**** PAGE EXCERPT ****

DENVER - Not even Democrats could deny President Barack Obama got his clock cleaned by Republican challenger Mitt Romney in Wednesday's debate.
While Obama's performance was described as "flat," his team's attempts to spin the loss fell that way, too. Among the worst, they blamed Romney for being too aggressive. One Obama spokeswoman even said Romney was applying for the "attacker-in-chief" position, whereas Obama came off as calm and leader-like.
Obama himself even excused away his poor performance Wednesday by mockingly claiming his attacker was an impostor.
"When I got on to the stage, I met this very spirited fellow who claimed to be Mitt Romney," Obama told supporters at a 10,000-strong outdoor rally here Thursday. "But it couldn't have been Mitt Romney because the real Mitt Romney has been running around the country for the last year promising $5 trillion in tax cuts that favour the wealthy.
"The fellow on stage last night said he didn't know anything about that," he added. "(The) man on stage last night, he does not want to be held accountable for the real Mitt Romney's decisions and what he's been saying for the last year and that's because he knows full well that we don't want what he's been selling for the last year."
While Obama headed into Wednesday's dust-up overwhelmingly the favourite to win, post-debate polls showed viewers thought Romney won by a two-to-one margin.

**** GIVEN INFORMATION ****

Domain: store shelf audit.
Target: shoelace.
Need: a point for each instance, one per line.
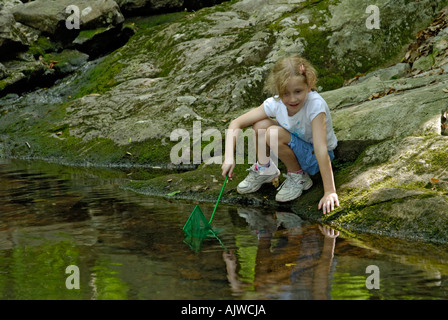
(252, 173)
(289, 179)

****

* _GOALS_
(a) Write down every figure the debate article gives for an amount of money, a crowd size, or a poll margin.
(b) Update the records by replacing "shoelace" with "shoe", and keep everything else unchanged. Leave the pictures out of your version.

* _RESPONSES_
(a)
$5 trillion
10,000
two-to-one

(b)
Domain: store shelf audit.
Target: shoe.
Need: a point for each instance, one per line.
(252, 173)
(289, 179)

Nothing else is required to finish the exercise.